Meanwhile, when the driving rotary shaft 85x rotates a different angle range (angle θ2 shown in FIG. 17B) from the angle θ1, it is configured that the engagement between the pinion and the rack is released, and that the cam surface 86y engages in the engagement roller 53h of the up-and-down member 53c.

In FIG. 17, the pinion 85p in the shape of a semicircle is formed in the angle range θ1 in the outer circumference of the driving rotary shaft 85x, and the cam surface 86y in the shape of a semicircle is formed in the remaining angle range θ2. Then, the cam surface 86y is formed in a circular shape with the same diameter. Accordingly, the angle ranges are set so that the up-and-down member 53c travels between the waiting position Wp and the actuation position Ap when the driving rotary shaft 85x rotates within the angle range θ1 from the home position, and that the up-and-down member 53c is held in the actuation position Ap when the driving rotary shaft 85x rotates within the angle range θ2.

In addition, FIG. 17 models the relationship between the pinion 85p and the cam surface 86y, and there is no inevitability to form the pinion and surface in the shape of a semicircle. By forming the pinion 85p and the cam surface 86y in the shape of a circle in the outer circumference of the driving rotary shaft 85x, and configuring the position relationship that the pinion 85p and the rack 53k engage in each other in the angle range θ1 of the driving rotary shaft 85x, and that the cam surface 86y and the engagement roller 53h engage in each other in the angle range θ2, it is possible to facilitate the processing.

**SUPPLIED INFORMATION:**

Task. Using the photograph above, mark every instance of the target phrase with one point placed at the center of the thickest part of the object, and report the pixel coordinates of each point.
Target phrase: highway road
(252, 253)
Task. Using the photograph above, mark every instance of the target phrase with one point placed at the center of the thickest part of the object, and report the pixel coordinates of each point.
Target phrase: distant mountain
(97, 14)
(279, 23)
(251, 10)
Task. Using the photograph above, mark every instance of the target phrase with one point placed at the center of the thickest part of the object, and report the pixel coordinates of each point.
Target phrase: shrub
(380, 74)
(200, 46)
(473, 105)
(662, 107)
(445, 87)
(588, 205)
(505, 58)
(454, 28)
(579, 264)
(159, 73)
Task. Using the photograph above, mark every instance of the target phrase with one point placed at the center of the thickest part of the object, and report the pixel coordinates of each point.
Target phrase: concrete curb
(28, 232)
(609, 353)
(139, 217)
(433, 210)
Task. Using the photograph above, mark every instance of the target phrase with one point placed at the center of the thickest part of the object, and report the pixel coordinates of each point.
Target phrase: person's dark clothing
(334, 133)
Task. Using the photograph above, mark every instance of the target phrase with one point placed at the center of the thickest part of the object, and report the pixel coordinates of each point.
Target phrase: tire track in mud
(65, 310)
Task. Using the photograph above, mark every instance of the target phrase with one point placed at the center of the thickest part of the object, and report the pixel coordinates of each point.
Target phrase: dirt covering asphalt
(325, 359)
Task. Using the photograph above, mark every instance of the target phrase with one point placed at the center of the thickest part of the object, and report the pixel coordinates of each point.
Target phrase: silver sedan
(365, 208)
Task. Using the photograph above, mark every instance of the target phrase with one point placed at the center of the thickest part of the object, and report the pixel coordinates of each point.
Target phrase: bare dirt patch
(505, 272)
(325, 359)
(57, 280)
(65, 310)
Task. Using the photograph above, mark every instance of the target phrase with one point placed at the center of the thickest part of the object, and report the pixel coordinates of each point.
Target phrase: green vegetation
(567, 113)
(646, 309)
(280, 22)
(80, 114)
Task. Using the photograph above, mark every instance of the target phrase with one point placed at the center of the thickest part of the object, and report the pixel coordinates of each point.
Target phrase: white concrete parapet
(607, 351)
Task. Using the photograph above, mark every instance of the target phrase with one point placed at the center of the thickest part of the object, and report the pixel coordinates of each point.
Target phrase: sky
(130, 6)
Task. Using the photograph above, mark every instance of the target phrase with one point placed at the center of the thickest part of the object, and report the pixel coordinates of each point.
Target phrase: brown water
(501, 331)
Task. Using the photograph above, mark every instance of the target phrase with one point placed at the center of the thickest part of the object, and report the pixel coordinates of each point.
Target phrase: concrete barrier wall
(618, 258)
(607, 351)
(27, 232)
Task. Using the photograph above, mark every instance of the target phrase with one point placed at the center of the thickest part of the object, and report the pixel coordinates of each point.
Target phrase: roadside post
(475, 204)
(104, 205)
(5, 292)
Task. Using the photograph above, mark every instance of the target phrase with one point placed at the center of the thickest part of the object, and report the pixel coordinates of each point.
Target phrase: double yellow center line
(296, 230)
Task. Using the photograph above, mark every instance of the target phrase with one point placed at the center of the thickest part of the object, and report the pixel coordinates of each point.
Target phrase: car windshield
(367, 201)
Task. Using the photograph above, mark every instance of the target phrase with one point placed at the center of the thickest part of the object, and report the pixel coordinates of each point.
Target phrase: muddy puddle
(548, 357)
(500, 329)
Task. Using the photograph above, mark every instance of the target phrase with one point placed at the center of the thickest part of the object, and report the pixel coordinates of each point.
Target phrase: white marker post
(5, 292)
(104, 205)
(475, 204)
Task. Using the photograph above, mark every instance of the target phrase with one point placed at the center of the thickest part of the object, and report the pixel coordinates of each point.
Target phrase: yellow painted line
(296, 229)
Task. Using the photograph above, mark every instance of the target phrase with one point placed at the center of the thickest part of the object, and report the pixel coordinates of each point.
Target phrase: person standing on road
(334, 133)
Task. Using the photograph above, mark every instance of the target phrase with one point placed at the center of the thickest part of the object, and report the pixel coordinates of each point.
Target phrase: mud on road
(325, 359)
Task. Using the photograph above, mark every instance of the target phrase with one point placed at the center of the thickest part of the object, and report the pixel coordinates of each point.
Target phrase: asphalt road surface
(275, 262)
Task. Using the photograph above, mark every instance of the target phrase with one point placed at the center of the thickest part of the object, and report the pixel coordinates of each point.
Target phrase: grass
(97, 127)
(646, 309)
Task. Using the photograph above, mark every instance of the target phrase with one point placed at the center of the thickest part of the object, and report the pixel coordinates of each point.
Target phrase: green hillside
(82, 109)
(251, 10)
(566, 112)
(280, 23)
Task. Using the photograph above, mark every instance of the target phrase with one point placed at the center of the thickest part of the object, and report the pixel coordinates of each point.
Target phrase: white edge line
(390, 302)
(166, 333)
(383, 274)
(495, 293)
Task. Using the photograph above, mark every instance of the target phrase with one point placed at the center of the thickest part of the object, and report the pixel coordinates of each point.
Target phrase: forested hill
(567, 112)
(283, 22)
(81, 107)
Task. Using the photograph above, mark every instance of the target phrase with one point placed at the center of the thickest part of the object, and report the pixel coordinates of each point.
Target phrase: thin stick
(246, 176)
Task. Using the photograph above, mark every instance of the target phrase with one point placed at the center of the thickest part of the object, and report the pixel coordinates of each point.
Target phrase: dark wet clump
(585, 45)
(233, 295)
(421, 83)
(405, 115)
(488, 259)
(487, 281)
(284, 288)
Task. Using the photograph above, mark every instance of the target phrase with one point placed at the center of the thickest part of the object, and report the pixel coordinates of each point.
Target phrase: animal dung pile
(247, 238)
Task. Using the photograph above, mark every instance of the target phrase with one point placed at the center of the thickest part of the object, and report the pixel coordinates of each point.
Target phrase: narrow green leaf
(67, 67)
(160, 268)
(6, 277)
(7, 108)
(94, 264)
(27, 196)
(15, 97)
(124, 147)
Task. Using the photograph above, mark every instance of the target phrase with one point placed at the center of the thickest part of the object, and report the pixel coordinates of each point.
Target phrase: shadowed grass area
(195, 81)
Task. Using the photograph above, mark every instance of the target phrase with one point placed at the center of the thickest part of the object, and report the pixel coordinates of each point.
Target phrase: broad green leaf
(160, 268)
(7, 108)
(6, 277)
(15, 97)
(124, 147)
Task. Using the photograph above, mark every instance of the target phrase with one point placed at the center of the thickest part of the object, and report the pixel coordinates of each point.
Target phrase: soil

**PROBLEM 1:** Using the pinion and cam passage, decide whether each statement agrees with it, answering yes or no and quoting the words that decide it: (a) The pinion 85p is formed in the angle range θ2. (b) The up-and-down member 53c is held in the actuation position Ap while the driving rotary shaft 85x rotates within the angle range θ2. (c) The pinion and the cam surface must be formed in the shape of a semicircle.
**PROBLEM 2:** Please reproduce the part of the pinion and cam passage that opens with the words containing "In FIG. 17, the" and closes with "the angle range θ2.".
**PROBLEM 3:** According to the pinion and cam passage, between which two positions does the up-and-down member 53c travel when the driving rotary shaft 85x rotates within the angle range θ1 from the home position?

**TASK OUTPUT 1:**
(a) No: "the pinion 85p in the shape of a semicircle is formed in the angle range θ1 in the outer circumference of the driving rotary shaft 85x"
(b) Yes: "the up-and-down member 53c is held in the actuation position Ap when the driving rotary shaft 85x rotates within the angle range θ2"
(c) No: "there is no inevitability to form the pinion and surface in the shape of a semicircle"

**TASK OUTPUT 2:**
In FIG. 17, the pinion 85p in the shape of a semicircle is formed in the angle range θ1 in the outer circumference of the driving rotary shaft 85x, and the cam surface 86y in the shape of a semicircle is formed in the remaining angle range θ2. Then, the cam surface 86y is formed in a circular shape with the same diameter. Accordingly, the angle ranges are set so that the up-and-down member 53c travels between the waiting position Wp and the actuation position Ap when the driving rotary shaft 85x rotates within the angle range θ1 from the home position, and that the up-and-down member 53c is held in the actuation position Ap when the driving rotary shaft 85x rotates within the angle range θ2.

**TASK OUTPUT 3:** It travels between the waiting position Wp and the actuation position Ap.